▶ [PROVIDED TEXT]
SEATTLE, UNITED STATES (FEBRUARY, 2019) (REUTERS) – Researchers at the University of Washington are tackling the U.S. opioid crisis with an app which uses sonar technology to monitor drug-users’ breathing.
The app, called Second Chance, uses the phone’s speaker to bounce inaudible sound waves off the user’s chest at a distance of up to three feet (0.9m) while they are taking opioids. It then analyses the sound waves to judge how fast they are breathing.
They are developing its ability to call 911, a friend or family member with access to the life-saving drug Naloxone once their breathing drops below seven breaths-per-minute. Naloxone reverses the symptoms of an opioid overdose.
The app is the brainchild of Dr. Jacob Sunshine, an anesthesiologist at the University of Washington Medical Center. He says that the idea came to him while he was overseeing a procedure in the operating theatre.
“We wanted to develop something that could identify when people had slowed or paused breathing that can happen during opioid overdose. In the operating room here we give Fentanyl and other medications as indicated to patients, that can lead to the types of breathing that may occur when people experience an overdose outside the hospital,” he said.
Sunshine took his idea to Rajalakshmi Nandakumar, a researcher in the Computer Science Department at the university.
“Once you have this breathing motion signal, you can actually identify respiratory disorders which is actually the important precursor for opioid overdose,” Rajalakshmi Nandakumar, PhD student at the University of Washington’s School of Computer Science and Engineering told Reuters.

▶ [SUPPLIED ENTRIES]
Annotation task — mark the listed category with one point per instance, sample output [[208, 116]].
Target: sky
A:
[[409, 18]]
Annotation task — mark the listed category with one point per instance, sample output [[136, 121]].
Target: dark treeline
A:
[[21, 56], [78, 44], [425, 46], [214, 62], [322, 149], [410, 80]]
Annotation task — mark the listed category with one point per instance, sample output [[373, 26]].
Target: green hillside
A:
...
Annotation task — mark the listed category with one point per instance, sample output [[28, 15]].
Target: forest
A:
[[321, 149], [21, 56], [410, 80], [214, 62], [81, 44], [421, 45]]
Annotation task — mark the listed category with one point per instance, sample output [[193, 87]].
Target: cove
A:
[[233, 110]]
* * *
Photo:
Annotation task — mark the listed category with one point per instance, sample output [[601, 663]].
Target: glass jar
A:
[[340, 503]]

▶ [PROMPT]
Decide whether each statement below agrees with the report on the opioid breathing app. Answer yes or no for each, and quote the exact words of the report that settle it.
(a) The app can bounce sound waves off a user's chest from as far as three feet away.
(b) The idea for the app came from a researcher in the Computer Science Department.
(c) The app is being developed to call for help once breathing drops below seven breaths per minute.

▶ [OUTPUT BELOW]
(a) Yes: "bounce inaudible sound waves off the user’s chest at a distance of up to three feet (0.9m)"
(b) No: "The app is the brainchild of Dr. Jacob Sunshine, an anesthesiologist at the University of Washington Medical Center."
(c) Yes: "They are developing its ability to call 911, a friend or family member with access to the life-saving drug Naloxone once their breathing drops below seven breaths-per-minute."